## [Exercise goal]
Please list every distinct confidence level, given as a percentage, that the overtime article mentions for an interval or range.

November 18, 2006

Overtime going into extra innings.

In the last article I concluded that: “I have good reason to conclude that overtime occurs randomly given any two team and that the results once in overtime are completely random.” My analysis before was focusing on global overtimes in order to know how to predict what games will go to overtime in order to make my point predictions more accurate. The graph below shocked me the most during my previous analysis, that is to say teams with a lot of regulation wins were unable to perform better in the overtime session, this is both shootouts and the 5 minute four on four. Of course I wrongly concluded that this suggests the results are random, however I think most readers will agree that if skill doesn't determine who wins, then what on earth does win?


Randomness
Randomness naturally creates clusters and anomalies these should be expected. The question to ask is "are there too many anomalies?" Now a season is only 82 games and there are 30 teams, most of which see around 20 overtimes. One of the beautiful things about this analysis is that we know the distribution for random binary variables. That is to say that the mean = probability (p) and the standard deviation sqrt(n*p*(1-p))/n [n = number of events]. If a variable is perfectly random with equal chance for each side to win, then we obviously expect the probability to be 50%, which suggests that the error is sqrt(n)/(2n) or 50% ± sqrt(n)/(2n). So if you were to flip a coin 4 times you'd expect to get heads: 50% ± 25%, for a 95% confidence interval of (0%, 100%), of course this is a 100% confidence interval (you can't ever get above 100% or below 0%, so I'm 100% sure that 4 coin flips will land in that range) as a result of problems with approximating the normal distribution with the binomial distribution with small n.

In the NHL you can always find teams that fall outside if the normal 95% range due to the fact there are 30 teams, and if I'm 95% confident that each team is in this range than I could say that 5% should be outside of this range so 1.5 teams should be on the outside on average, so 2 teams outside this range is actually reasonable. If you wanted a range that includes all teams you'd want a 99% or 99.5% range (3 standard deviations).

Modeling the Overtime
I could use theory to analytically calculate the values for winning in overtime, but it's often easier to write a script to simulate the results. First I simulated the 4 on 4 assuming team A was 9% better than team B. So team scored at a rate of 1.2 goals per 20 minutes and team B scored at a 1.1 goals per 20 minute rate [Defense is ignored]. These numbers accurately reflect the actual scoring in the overtime. I simulated 50,000 times so the results should be ± 0.2%. The result: A team who is 9% better wins 52% of the time. The shootout relied on skill a little more, that is to say a team who has a 10% better shooting percentage (whether this comes from shooting or goal tending tending is irrelevant) results a team who is 10% better than team a wins 54% of the time. So shootouts should correlate about twice as much as overtime. There is only a 50% chance to make it to a shootout once you get to the overtime. As I mentioned before there is correlation between winning in OT and winning in regulation, but it's not significant. This often means that given more data there could be a relationship (this is always possible), but we are limited because there is only 1 season of data for this year. There is a more significant relationship to winning in shootout over the four on four portion as predicted by this simulation. Of course if you look at the variables and do regression nothing comes out as important, for example: save percentage doesn't appear to matter in the shootout. So we have theory that say better teams should win, but they don't appear to, but even if they did win at 52% it would be hard to detect (and having 2% error in a prediction algorithm isn't that bad).

(Lines of labeled points)
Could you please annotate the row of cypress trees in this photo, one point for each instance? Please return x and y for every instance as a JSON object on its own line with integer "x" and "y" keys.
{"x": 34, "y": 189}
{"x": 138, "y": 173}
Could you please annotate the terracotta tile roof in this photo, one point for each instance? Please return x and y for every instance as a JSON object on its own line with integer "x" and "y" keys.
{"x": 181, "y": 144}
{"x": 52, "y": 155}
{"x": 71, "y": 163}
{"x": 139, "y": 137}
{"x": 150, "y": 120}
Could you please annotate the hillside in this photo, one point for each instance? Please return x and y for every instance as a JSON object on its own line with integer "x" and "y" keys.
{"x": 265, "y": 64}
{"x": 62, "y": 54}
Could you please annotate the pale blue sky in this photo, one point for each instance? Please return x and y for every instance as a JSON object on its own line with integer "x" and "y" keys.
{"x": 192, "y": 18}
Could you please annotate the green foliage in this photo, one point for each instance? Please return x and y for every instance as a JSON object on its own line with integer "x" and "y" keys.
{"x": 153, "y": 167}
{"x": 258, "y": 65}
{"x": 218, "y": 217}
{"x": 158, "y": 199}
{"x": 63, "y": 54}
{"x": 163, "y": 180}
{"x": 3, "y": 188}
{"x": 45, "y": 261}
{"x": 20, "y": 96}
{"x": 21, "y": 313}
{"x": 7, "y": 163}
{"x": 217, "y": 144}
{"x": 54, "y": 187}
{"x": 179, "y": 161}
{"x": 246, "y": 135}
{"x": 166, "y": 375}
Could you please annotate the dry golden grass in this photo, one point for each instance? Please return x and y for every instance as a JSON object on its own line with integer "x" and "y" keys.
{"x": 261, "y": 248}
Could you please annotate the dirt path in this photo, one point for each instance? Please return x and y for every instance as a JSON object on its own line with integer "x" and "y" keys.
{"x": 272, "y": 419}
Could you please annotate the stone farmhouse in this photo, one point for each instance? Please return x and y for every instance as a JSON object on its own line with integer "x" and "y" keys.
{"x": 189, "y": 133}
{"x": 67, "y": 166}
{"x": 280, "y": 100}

## [Result of this task]
95%, 100%, 99%, 99.5%